# Aufgaben
[1] Beantworte die folgenden Fragen zum Forenthread über das Mikrofonproblem.
(a) Bis zu welcher Kernelversion ist ChrisJumper noch nichts aufgefallen?
(b) Welche beiden Bedienelemente hat sprittwicht in den Wiedergabeeinstellungen?
(c) Mit welcher Taste wechselt man in alsamixer zwischen den verschiedenen Ansichten?
[2] Wiederhole einen Abschnitt aus dem Forenthread wortgetreu. Beginne bei den Worten "Jemand mit funktionierender", und höre nach den Worten "noch nichts aufgefallen." auf.

# Vorliegender Text
# Soundblaster Live: Mikrofon geht nicht mehr

## sprittwicht

Hat sich irgendwas im Kernel-/ALSA-Gefüge verändert oder wieso kann ich nichts mehr über's Mikrofon aufnehmen?

Ich habe in den Wiedergabeeinstellungen einen Lautstärkeregler und einen Boost-Knopf, aber die sind eben nur für die Wiedergabe. Unter "Aufnahme" kann ich das Mikrofon nur als Quelle anwählen, ohne die Lautstärke einzustellen, aber da tut sich nichts. Hab jetzt schon mit diversen Kombinationen rumgespielt, ich kriege einfach keine Mikrofonaufnahme mehr hin. :-/

Vor einigen Tagen / Wochen ging's noch, und zumindest bewusst hab ich nichts an der Konfiguration geändert.

Jemand mit funktionierender Soundblaster Live hier, der mir mal eben auf die Sprünge helfen kann?

----------

## ChrisJumper

Hi sprittwicht,

welchen Kernel hast du denn.. also nur damit man einschätzen kann "wann" sich was verändert hat. Also bis Kernel 2.6.28 ist mir hier noch nichts aufgefallen.

Nutzt du also die Alsa-Treiber im Kernel oder die als Modul (media-sound/alsa-driver)?

"Wo" hast du nachgeschaut wie die Regler eingestellt sind? Via Kde- oder Gnome-Einstellungen oder über ein Terminal und alsamixer?

Ich pers. bevorzuge alsamixer in der Terminal weil ich das meistens doch übersichtlicher finde als die Kde/Gnome-Variante.

Kennst du das man dort durch drücken der TAB-Taste durch die verschiedenen Ansichten wechseln kann (Playback, Capture, All)?

# Bereitgestelltes Material

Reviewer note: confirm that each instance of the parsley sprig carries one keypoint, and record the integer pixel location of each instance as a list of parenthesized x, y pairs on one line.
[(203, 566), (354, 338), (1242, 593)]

# Lösungen
[1]
(a) Bis Kernel 2.6.28.
(b) Einen Lautstärkeregler und einen Boost-Knopf.
(c) Mit der TAB-Taste.

[2]
Jemand mit funktionierender Soundblaster Live hier, der mir mal eben auf die Sprünge helfen kann?

----------

## ChrisJumper

Hi sprittwicht,

welchen Kernel hast du denn.. also nur damit man einschätzen kann "wann" sich was verändert hat. Also bis Kernel 2.6.28 ist mir hier noch nichts aufgefallen.